WRITTEN TASK A: Arrange everything in the records from the line containing "point: dirt path" down to the line containing "column 26, row 36", both included, as a JSON list of strings with one string per line and blank lines left out.

===== PAGE EXCERPT

In his public capacity Augustus had an admirable opportunity after Antony's death of constituting the empire which had become a necessity—upon a broad and enduring basis; and although this was apparently his intention, events proved that he did not possess the statesmanship or self-renunciation requisite for such a task. In the old Roman institutions, for which he professed so profound a reverence, were to be found nearly all the materials for the erection of a sound constitutional fabric, free alike from the excessive decentralization that had ruined Greece and the despotic autocracy inseparable from Oriental forms of civilization. Out of the materials which lay at hand, and of which he must have been cognizant, Augustus might have created a stable government, directed by competent public servants, assisted and controlled in their administration by the intelligent co-operation not only of the inhabitants of Rome or Italy, but of every freeman within the dominions of the empire. On this path, which would probably have saved Europe ten centuries of darkness and barbarism, Augustus did not choose to proceed; and the only institution which he founded on the ruins of the Republic was the absolute will of the emperor too frail a bulwark to prevent the rapid dissolution of ancient society. Tacitus gives a lucid and concise account of the method adopted by the emperor for concentrating all authority in his own person, and of the willingness of all classes to accept the yoke.

"The defeat of Brutus and Cassius," says the historian, "destroyed the republicans; Sextus Pompey had succumbed in Sicily; the fall of Lepidus and the death of Antony left Augustus as sole chief of Caesar's party. Renouncing the title of Triumvir for that of Consul, Augustus, for the purpose of protecting the people, was at first contented with the tribunitian power. Soon afterwards, having gained the soldiers by his largesses, the people by distributions of food, and all orders of the State by the sweets of peace, he grew bolder by degrees, and drew to himself without opposition the whole power of the Senate, the magistrates, and the laws. The bravest of the nobility had perished in battle or by proscription; the rest won over to servitude by riches and honours, preferred the present with its safety to the past with its dangers. These changes did not displease the provinces; they dreaded the rule of the Senate and people, on account of the rival ambitions and cupidity of the magistrates, who were feebly checked by laws which were powerless against violence, corruption, and wealth."

[Illustration] from The Jews Under Roman Rule by W. D. Morrison


Such, then, was the character of the ruler with whom Herod had for the future to deal; and such the nature of the empire into which Palestine became incorporated for several centuries to come. At the close of the Alexandrian expedition Augustus had to arrive at a determination respecting the government of his new acquisitions in the East. He renounced the designs of Caesar and Antony for carrying Roman arms beyond the Euphrates. The countries immediately contiguous to the Mediterranean formed a natural boundary for an industrial and commercial empire such as Augustus had conceived; his eastern policy therefore resolved itself into the question of establishing a stable authority on the Egyptian and Syrian line of coast. Of Herod's competence to assist him in this task the emperor was well aware. The Jewish king, it is true, in the struggle between contending factions, had frequently changed sides, but he had always remained faithful to Rome; although he espoused Antony's cause, he did not oppose Augustus in the field, and his hatred of Cleopatra went far to atone for his familiar relations with her lover. In addition, the excellent arrangements Herod had made for the comfort of the troops in the recent campaign were fresh in the emperor's memory, and policy as well as gratitude pointed to the Jewish prince as the fittest man for guarding Roman interests in Western Syria. At all events, such was the opinion of Augustus, who possessed a rare aptitude for the selection of able subordinates. Herod, accordingly, was not only confirmed in his kingdom, but it was also enlarged by the addition of Samaria, the Jewish possessions of Cleopatra, portions of territory east of Jordan, and the whole coastline from Gaza to the future city of Caesarea. A few years afterwards, when Augustus was further convinced of the wisdom of his choice, Herod received fresh accessions of territory. His power then extended eastward to Damascus and northward to the sources of the Jordan, the whole kingdom forming a vaster dominion than had at any previous time been ruled from Jerusalem, even in her palmiest days.

==========
===== DATA PROVIDED

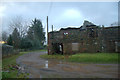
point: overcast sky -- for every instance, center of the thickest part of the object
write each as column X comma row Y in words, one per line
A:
column 61, row 14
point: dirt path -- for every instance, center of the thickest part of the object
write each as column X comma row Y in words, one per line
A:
column 42, row 68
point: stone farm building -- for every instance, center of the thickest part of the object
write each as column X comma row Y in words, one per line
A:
column 88, row 38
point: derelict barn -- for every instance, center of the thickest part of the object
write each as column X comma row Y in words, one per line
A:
column 88, row 38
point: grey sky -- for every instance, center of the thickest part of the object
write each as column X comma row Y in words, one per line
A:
column 61, row 14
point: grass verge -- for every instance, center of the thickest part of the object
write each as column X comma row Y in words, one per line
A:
column 8, row 71
column 86, row 57
column 8, row 62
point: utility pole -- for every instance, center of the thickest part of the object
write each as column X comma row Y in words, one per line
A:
column 47, row 37
column 52, row 28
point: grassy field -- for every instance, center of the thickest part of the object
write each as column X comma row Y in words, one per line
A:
column 9, row 61
column 86, row 57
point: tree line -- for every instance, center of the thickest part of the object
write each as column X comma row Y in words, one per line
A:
column 26, row 36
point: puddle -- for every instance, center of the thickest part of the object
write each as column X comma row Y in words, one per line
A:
column 40, row 68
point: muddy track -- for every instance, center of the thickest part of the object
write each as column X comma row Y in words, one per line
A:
column 41, row 68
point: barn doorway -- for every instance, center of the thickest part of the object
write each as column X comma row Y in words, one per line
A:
column 57, row 48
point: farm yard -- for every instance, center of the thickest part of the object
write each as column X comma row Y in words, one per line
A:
column 50, row 40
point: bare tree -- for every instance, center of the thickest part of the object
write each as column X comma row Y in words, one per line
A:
column 114, row 24
column 20, row 24
column 4, row 36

==========

WRITTEN TASK B: Pick up the passage on Augustus and Herod after its final sentence and keep writing it.

EXERCISE ANSWER A:
[
  "point: dirt path -- for every instance, center of the thickest part of the object",
  "write each as column X comma row Y in words, one per line",
  "A:",
  "column 42, row 68",
  "point: stone farm building -- for every instance, center of the thickest part of the object",
  "write each as column X comma row Y in words, one per line",
  "A:",
  "column 88, row 38",
  "point: derelict barn -- for every instance, center of the thickest part of the object",
  "write each as column X comma row Y in words, one per line",
  "A:",
  "column 88, row 38",
  "point: grey sky -- for every instance, center of the thickest part of the object",
  "write each as column X comma row Y in words, one per line",
  "A:",
  "column 61, row 14",
  "point: grass verge -- for every instance, center of the thickest part of the object",
  "write each as column X comma row Y in words, one per line",
  "A:",
  "column 8, row 71",
  "column 86, row 57",
  "column 8, row 62",
  "point: utility pole -- for every instance, center of the thickest part of the object",
  "write each as column X comma row Y in words, one per line",
  "A:",
  "column 47, row 37",
  "column 52, row 28",
  "point: grassy field -- for every instance, center of the thickest part of the object",
  "write each as column X comma row Y in words, one per line",
  "A:",
  "column 9, row 61",
  "column 86, row 57",
  "point: tree line -- for every instance, center of the thickest part of the object",
  "write each as column X comma row Y in words, one per line",
  "A:",
  "column 26, row 36"
]

EXERCISE ANSWER B:
In the internal administration of his extensive possessions, Herod became a zealous imitator of his imperial master, and Palestine, as well as Italy, could boast its Augustan age of order, civilization, and peace. In the turbulent regions of the northeast, the king successfully accomplished the difficult task of pacification, utterly dispersing the hordes of robbers who had made this district their refuge and home. He amply satisfied the primary test applied by Augustus to all his subordinates namely, their fitness for maintaining order and tranquility. It was no easy matter to achieve this end among the disaffected and fanatical population over which he ruled; but Herod was a man of infinite resource, who thoroughly understood the temper of his subjects, and knew what precautions would prove effective in the contingency of revolt. The defenses of the capital were strengthened to overawe the inhabitants, a military colony was planted in Samaria for the same purpose, and a strategical system of fortifications established throughout the rest of the country, His Roman masters had long since taught him how to dispose of opponents; and during the reign of Antony he freely decimated them by proscriptions, which served the twofold purpose of supplying the triumvir with gold, and of striking terror among the disaffected. Under Augustus, who had grown weary of blood, the king pursued, except with his own family, a different method, which con listed in covering the land with a network of spies. It is said that he sometimes played the spy himself, mixing among the people in disguise at night, the better to ascertain their true feelings towards the government. Despotism, by stifling the free and open expression of opinion, is invariably driven to these dark courses, and Augustus is reported to have adopted even more shameful means than Herod to feel the real pulse of public sentiment. As a safeguard against sedition and discontent, Herod had great faith in keeping the people occupied; large assemblages were forbidden, as tending to conspiracy and disorder; the use of torture was not infrequent; punishments were as a rule severe; and, especially in Judaea, terror and force were the ultimate and only foundations of authority.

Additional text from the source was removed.